Welcome to a Special Edition Daily Digest!
During Holy Week we have six special Daily Digest Devotions for you. These devotions will be posted at 6am daily from Monday, April 11th through Saturday, April 16th. In addition to the Daily Digest, tune in to Facebook Live each day at noon for a discussion of the day's topic.
When the days drew near for him to be taken up, he set his face to go to Jerusalem. And he sent messengers ahead of him, who went and entered a village of the Samaritans, to make preparations for him. But the people did not receive him, because his face was set toward Jerusalem. And when his disciples James and John saw it, they said, “Lord, do you want us to tell fire to come down from heaven and consume them?” But he turned and rebuked them. And they went on to another village.
On more than one occasion, I have asked God why He no longer lets us strike down our enemies. I have prayed prayers of death and destruction, which unsurprisingly continue to go unanswered. I have struggled when God allows those who have inflicted pain on me to get away unscathed. I have often wished that the call to follow Jesus was easier, especially when it comes to loving my enemies. But that is my agenda and not Jesus'.
Jesus' mission has always been "to seek and to save the lost," to heal the brokenhearted, and to bring those who are far away near to Himself. It's clear Jesus took this mission seriously. The Hebrew idiom "to set one's face" means that Jesus made an internal commitment to go to Jerusalem. He knew that His mission would be won on the cross, so He committed to seeing it through. Though Jesus' disciples failed to understand His mission and Samaritan villages rejected Him, nothing could set Him off course.

WORK INSTRUCTION -
In the Holy Week devotion, why did Jesus commit to going to Jerusalem? Answer in one to three sentences.

Extracted data entries -
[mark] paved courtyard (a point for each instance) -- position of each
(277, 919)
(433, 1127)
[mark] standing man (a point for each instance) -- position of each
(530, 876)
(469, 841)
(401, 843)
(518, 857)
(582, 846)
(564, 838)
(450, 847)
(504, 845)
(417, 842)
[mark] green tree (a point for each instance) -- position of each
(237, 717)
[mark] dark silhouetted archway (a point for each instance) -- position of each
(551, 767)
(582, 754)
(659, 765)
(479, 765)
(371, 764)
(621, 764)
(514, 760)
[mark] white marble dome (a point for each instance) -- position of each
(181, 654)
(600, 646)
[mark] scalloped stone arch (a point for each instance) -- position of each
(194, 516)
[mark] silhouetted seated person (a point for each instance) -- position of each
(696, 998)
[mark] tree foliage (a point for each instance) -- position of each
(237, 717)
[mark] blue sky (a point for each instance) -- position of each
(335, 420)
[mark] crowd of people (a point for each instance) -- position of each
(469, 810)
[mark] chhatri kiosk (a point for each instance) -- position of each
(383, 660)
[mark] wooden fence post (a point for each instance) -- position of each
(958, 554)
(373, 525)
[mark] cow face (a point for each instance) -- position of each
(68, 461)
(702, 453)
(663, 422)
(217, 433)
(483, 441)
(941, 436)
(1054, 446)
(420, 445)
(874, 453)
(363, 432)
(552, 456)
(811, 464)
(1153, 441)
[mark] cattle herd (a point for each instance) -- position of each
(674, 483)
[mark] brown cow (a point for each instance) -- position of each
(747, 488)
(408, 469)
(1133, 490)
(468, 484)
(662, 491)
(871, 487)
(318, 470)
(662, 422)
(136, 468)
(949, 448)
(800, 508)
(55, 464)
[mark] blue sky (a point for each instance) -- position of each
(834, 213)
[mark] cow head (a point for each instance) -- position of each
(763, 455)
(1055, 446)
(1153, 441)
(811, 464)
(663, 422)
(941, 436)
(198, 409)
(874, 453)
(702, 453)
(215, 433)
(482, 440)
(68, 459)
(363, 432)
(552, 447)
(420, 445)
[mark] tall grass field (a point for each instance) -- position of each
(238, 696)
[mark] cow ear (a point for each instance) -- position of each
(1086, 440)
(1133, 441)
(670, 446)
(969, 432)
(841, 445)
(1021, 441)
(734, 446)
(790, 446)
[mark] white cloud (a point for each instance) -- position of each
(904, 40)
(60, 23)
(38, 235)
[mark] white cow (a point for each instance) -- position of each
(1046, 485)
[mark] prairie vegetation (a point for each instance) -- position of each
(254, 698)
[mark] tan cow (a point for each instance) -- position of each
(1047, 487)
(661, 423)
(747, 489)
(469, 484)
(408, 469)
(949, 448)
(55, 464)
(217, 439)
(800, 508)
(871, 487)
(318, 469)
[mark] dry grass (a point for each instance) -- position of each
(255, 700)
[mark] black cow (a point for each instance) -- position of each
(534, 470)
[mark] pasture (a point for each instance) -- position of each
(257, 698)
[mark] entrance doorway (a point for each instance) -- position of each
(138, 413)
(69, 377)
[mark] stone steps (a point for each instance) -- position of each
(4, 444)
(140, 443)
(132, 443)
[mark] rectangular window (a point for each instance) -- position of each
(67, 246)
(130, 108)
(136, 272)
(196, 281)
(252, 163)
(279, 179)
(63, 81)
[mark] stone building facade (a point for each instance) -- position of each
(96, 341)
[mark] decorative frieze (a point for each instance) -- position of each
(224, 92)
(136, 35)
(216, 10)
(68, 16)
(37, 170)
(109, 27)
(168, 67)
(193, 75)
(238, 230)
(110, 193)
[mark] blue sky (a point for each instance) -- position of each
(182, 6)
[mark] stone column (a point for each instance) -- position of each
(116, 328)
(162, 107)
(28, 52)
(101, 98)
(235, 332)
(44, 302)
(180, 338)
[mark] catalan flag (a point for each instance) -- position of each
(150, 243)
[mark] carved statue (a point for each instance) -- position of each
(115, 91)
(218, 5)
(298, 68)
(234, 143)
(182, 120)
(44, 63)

SOLUTION TO THIS PROBLEM -
Jesus knew His mission would be won on the cross, so He made an inner commitment to see it through. The devotion says this is what the Hebrew saying "to set one's face" means.